Required actions –
[1] Answer these questions about the article on Armstrong:
(a) Who wrote the article?
(b) How many times does the article say Greg LeMond won the Tour?
(c) According to the article, what do Anderson and DeCanio both feel Armstrong should do?
[2] From the article on Armstrong, set down the passage that begins with the words containing "Ultimately, it will" and ends with "of his reign.", keeping every word as it appears.

Selected text –
For those that paid the price, an Armstrong apology will never be enough

  • By Neal Rogers
  • Published Jan. 17, 2013
  • Updated Oct. 30, 2014 at 1:35 PM EDT
Armstrong attached the character of accusers like Betsy Andreu and destroyed the bike brand of the only American champion of the Tour de France, Greg LeMond. Photo: Javier Soriano | AFP

What does Armstrong deserve — jail, or forgiveness?

The list of those Armstrong disparaged, and destroyed, is much longer than these examples, and includes names such as three-time Tour champion Greg LeMond, whose bike brand Armstrong torpedoed, and Emma O’Reilly, the former U.S. Postal soigneur who Armstrong accused of having been fired from the team due to “inappropriate relations” with staff members.

Ultimately, it will forever be impossible to quantify the damage caused by Armstrong’s lying, and the sphere of his influence at the height of his reign.

Both Anderson and DeCanio feel that Armstrong should serve time behind bars.

Data supplied –
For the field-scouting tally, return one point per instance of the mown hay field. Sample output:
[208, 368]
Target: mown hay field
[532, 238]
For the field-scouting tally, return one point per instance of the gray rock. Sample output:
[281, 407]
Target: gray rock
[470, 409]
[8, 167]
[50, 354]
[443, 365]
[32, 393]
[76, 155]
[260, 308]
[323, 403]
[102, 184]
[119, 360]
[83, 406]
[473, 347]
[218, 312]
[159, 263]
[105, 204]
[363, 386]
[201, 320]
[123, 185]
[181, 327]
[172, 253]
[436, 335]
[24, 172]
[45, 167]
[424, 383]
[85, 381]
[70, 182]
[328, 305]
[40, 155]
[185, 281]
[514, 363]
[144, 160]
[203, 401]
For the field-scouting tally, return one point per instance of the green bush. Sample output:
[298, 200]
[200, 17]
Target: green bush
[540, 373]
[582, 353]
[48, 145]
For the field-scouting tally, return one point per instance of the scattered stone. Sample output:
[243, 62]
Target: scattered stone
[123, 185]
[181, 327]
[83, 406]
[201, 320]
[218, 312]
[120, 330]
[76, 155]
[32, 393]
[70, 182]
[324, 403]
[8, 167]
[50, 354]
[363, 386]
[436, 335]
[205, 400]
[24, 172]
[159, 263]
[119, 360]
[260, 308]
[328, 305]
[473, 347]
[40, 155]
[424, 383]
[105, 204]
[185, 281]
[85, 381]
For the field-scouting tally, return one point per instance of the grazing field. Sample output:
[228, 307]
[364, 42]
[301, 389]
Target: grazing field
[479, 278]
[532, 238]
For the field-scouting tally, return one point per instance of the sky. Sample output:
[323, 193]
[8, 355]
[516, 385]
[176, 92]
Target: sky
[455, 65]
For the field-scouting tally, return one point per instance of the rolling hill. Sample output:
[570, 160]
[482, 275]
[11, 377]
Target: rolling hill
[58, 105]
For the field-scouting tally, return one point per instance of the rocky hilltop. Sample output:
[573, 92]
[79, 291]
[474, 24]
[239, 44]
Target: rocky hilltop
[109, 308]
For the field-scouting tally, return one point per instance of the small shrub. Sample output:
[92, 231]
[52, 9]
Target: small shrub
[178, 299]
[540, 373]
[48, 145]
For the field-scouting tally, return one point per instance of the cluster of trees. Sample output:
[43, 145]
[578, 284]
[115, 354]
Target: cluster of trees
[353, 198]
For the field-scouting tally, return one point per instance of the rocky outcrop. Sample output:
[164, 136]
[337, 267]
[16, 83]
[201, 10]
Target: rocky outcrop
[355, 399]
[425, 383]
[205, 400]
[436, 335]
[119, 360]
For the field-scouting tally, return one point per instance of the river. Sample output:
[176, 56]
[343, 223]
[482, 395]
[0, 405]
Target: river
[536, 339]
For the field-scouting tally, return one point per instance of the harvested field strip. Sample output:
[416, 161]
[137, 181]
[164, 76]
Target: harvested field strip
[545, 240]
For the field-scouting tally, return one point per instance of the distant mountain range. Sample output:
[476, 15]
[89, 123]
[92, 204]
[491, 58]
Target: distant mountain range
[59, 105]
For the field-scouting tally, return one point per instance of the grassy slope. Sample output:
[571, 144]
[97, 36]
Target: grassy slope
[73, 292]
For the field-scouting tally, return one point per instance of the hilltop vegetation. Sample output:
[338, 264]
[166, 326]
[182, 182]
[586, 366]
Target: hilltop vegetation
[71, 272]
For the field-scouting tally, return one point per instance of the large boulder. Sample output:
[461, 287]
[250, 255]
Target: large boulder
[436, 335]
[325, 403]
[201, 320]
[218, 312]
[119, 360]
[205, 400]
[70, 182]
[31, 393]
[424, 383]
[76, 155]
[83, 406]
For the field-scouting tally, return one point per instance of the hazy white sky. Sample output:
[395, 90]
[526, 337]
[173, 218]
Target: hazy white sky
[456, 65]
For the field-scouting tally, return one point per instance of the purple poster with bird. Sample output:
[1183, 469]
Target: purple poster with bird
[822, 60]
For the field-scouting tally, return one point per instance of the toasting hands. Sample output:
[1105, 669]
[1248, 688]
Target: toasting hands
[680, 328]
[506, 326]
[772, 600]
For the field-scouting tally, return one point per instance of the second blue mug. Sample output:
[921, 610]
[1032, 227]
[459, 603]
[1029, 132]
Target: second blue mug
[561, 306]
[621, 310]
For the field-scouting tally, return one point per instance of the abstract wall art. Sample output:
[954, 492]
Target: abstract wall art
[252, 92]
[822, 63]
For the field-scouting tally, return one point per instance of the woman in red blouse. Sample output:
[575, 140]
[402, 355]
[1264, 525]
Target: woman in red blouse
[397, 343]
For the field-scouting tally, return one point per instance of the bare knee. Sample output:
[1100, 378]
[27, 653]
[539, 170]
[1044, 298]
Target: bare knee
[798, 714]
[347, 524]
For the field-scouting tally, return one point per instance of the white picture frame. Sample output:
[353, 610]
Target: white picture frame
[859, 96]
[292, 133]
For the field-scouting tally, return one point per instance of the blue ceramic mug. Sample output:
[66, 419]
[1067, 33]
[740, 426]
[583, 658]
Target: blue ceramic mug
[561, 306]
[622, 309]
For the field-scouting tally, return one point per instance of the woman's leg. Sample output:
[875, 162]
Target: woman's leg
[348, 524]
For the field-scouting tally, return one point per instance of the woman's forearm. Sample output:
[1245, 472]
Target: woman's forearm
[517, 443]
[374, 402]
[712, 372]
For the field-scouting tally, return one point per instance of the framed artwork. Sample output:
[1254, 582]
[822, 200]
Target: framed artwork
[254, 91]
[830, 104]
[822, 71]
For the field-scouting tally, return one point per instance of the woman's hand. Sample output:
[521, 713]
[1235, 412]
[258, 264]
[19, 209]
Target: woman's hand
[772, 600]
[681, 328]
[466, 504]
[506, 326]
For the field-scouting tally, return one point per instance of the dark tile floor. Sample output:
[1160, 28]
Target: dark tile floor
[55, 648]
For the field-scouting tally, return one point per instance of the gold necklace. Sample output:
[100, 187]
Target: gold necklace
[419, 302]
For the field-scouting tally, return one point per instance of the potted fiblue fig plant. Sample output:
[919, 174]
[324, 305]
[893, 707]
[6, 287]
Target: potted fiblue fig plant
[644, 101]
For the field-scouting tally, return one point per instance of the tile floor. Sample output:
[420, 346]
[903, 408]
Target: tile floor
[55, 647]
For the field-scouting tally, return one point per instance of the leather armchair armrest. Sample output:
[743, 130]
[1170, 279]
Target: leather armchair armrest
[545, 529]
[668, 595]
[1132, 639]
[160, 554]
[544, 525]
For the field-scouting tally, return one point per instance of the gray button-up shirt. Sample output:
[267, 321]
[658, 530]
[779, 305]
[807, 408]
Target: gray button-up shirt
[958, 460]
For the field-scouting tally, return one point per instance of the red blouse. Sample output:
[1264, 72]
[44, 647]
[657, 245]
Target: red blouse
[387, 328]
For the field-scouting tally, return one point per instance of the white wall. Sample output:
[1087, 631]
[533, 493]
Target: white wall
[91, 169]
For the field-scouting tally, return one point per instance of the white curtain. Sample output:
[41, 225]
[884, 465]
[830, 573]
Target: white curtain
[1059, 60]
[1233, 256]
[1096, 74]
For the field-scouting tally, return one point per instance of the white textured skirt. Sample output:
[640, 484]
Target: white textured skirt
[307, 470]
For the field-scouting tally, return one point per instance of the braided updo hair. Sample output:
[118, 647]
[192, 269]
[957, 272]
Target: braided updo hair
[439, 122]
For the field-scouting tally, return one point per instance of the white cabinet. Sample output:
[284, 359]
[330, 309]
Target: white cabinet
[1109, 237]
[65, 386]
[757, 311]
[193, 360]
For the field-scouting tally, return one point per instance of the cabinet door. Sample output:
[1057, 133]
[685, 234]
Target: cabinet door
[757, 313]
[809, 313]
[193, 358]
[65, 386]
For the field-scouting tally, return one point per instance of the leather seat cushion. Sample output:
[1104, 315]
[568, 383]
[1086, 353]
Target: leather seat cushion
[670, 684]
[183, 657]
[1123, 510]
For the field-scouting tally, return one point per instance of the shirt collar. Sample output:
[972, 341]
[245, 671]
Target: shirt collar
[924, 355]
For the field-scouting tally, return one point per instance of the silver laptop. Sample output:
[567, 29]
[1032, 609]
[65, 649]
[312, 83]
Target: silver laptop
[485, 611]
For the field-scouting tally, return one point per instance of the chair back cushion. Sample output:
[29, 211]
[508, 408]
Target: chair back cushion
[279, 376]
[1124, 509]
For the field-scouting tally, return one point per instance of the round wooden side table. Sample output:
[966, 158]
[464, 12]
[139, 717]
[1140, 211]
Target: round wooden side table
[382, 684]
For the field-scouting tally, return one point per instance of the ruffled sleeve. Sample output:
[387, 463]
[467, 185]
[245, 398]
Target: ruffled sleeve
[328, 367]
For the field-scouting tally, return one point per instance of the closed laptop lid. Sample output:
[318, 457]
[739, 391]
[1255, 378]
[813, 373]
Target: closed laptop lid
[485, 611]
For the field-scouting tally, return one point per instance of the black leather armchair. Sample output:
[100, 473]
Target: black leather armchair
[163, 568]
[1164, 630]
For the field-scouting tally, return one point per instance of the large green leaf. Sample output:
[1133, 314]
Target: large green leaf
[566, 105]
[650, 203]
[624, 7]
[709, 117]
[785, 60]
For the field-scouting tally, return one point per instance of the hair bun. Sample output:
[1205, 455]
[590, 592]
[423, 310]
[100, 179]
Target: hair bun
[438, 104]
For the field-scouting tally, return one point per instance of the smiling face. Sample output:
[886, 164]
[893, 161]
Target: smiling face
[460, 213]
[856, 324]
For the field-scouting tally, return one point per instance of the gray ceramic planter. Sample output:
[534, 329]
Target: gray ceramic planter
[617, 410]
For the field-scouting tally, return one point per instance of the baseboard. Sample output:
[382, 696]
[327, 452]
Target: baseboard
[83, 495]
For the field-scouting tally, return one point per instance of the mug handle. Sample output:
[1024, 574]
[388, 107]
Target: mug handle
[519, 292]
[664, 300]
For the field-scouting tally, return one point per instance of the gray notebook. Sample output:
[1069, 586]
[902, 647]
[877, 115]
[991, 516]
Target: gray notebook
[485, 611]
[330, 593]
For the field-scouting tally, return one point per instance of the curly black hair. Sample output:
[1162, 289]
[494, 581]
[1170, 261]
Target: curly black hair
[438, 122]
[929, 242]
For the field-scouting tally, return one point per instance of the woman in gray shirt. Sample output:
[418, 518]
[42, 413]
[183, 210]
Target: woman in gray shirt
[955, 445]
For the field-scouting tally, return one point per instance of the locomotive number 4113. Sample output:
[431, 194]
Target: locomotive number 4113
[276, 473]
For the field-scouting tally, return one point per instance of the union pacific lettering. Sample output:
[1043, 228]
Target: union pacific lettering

Answers to the tasks –
[1]
(a) Neal Rogers
(b) Three times
(c) Serve time behind bars

[2]
Ultimately, it will forever be impossible to quantify the damage caused by Armstrong’s lying, and the sphere of his influence at the height of his reign.